### EXERCISE OBJECTIVE
Output the lines of the entries below beginning at the one with "Would you mind pointing out the dark" and ending with the last, exactly as written and without pictures.
┌─ TASK INPUTS
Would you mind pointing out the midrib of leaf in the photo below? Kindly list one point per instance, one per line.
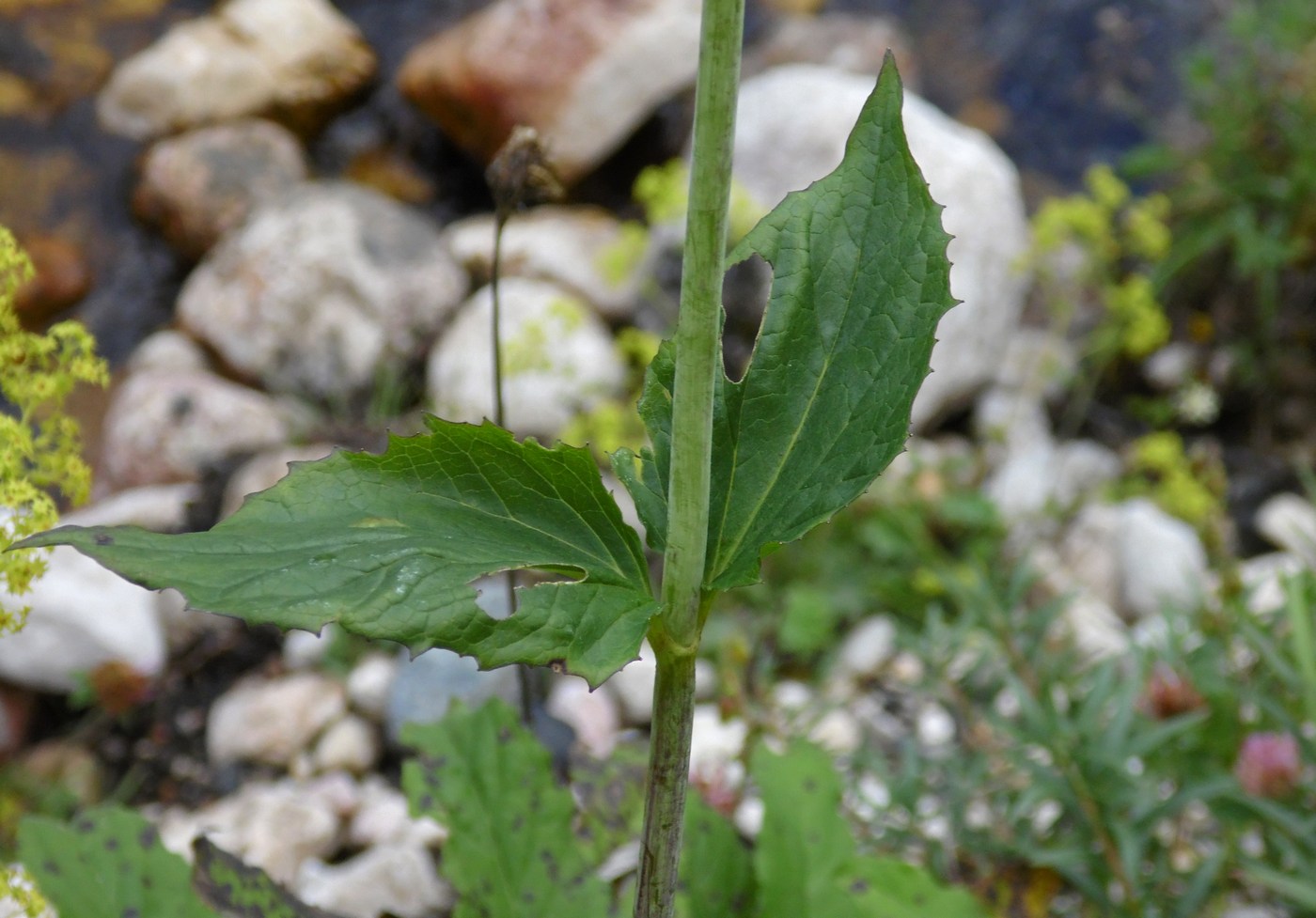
(717, 568)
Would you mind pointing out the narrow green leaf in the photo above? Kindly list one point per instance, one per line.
(861, 280)
(387, 545)
(108, 863)
(512, 851)
(234, 888)
(716, 867)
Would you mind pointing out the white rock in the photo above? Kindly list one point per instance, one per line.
(934, 726)
(634, 685)
(1083, 468)
(838, 731)
(1039, 362)
(168, 350)
(321, 289)
(395, 879)
(384, 817)
(200, 184)
(563, 245)
(594, 716)
(272, 826)
(1162, 559)
(714, 743)
(1289, 521)
(791, 129)
(266, 470)
(272, 720)
(249, 56)
(167, 425)
(558, 359)
(82, 617)
(1095, 628)
(351, 744)
(1012, 417)
(161, 507)
(1089, 553)
(866, 647)
(368, 684)
(585, 74)
(303, 650)
(749, 817)
(1263, 580)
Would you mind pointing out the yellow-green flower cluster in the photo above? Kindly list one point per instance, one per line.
(1165, 473)
(39, 447)
(1121, 240)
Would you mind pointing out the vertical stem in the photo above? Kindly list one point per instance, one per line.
(674, 632)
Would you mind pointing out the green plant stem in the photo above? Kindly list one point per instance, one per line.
(674, 634)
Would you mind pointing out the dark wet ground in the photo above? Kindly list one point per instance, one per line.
(1058, 83)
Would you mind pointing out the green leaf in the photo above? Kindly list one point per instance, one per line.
(861, 280)
(512, 851)
(234, 888)
(716, 867)
(387, 545)
(806, 861)
(108, 863)
(805, 856)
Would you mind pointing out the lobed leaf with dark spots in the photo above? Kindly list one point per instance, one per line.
(108, 863)
(241, 891)
(512, 849)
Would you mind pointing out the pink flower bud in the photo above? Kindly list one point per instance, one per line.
(1267, 764)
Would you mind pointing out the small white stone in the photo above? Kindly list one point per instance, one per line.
(594, 716)
(1162, 560)
(351, 744)
(398, 879)
(273, 826)
(1263, 580)
(714, 743)
(634, 688)
(272, 721)
(749, 817)
(82, 617)
(838, 731)
(302, 650)
(370, 683)
(934, 726)
(1289, 521)
(384, 817)
(866, 647)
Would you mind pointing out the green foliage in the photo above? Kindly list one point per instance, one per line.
(859, 285)
(1120, 240)
(17, 887)
(1244, 193)
(806, 861)
(385, 546)
(716, 867)
(1190, 486)
(901, 550)
(108, 863)
(1118, 775)
(512, 851)
(234, 888)
(39, 449)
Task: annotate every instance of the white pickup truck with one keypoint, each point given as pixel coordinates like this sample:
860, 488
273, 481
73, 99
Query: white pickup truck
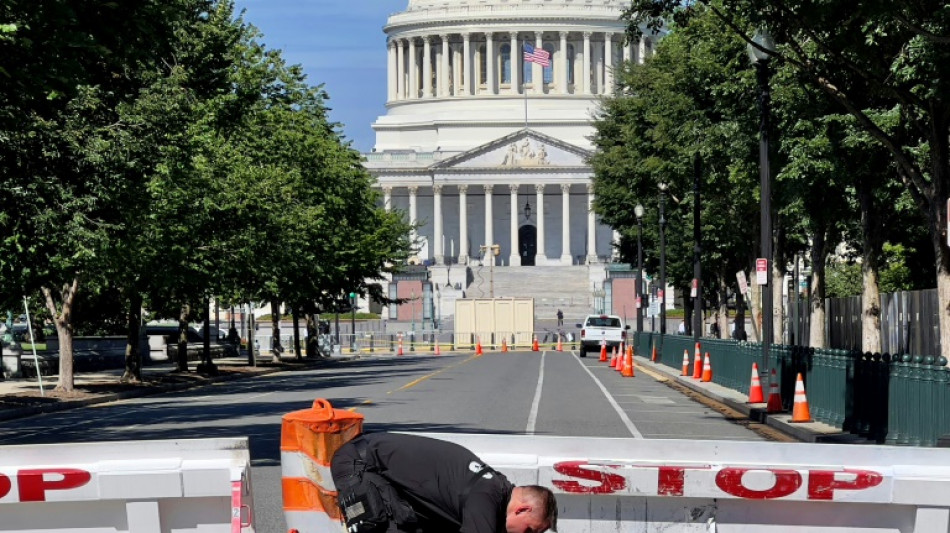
598, 329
└─
### EXERCISE SOLUTION
Would you mind pointing out the dark wet ground in the photo above? Kindly list one point per instance, one per line.
(1058, 83)
Would you mind pointing out the green leaf in the photo above? Kindly list one point per instance, one per line.
(861, 280)
(512, 851)
(234, 888)
(716, 867)
(387, 545)
(806, 861)
(108, 863)
(805, 856)
Would you mind pointing out the lobed leaf with dark spots in the photo above? Kindly list one point per instance, one per line.
(108, 863)
(241, 891)
(512, 849)
Would you mind pointing out the pink flower bud in the photo above? Kindly list one point per instance, one per line.
(1267, 764)
Would you mind pointing out the small white stone in the photo above? Kindly list one point per instance, one per line.
(594, 716)
(1162, 560)
(351, 744)
(398, 879)
(273, 826)
(1263, 580)
(714, 743)
(634, 688)
(272, 721)
(749, 817)
(82, 617)
(838, 731)
(302, 650)
(370, 683)
(934, 726)
(1289, 521)
(384, 817)
(866, 647)
Would you mind pointing out the green foliage in the photo above? Kindly list one point per instance, one per line.
(859, 285)
(1120, 240)
(17, 887)
(1244, 193)
(806, 861)
(385, 546)
(716, 867)
(1190, 486)
(901, 550)
(108, 863)
(1118, 775)
(512, 851)
(234, 888)
(39, 449)
Task: annotate every instance of the white pickup truck with one keypoint, each point given as pixel coordinates like this sample:
860, 488
273, 481
73, 99
Query: white pickup truck
598, 329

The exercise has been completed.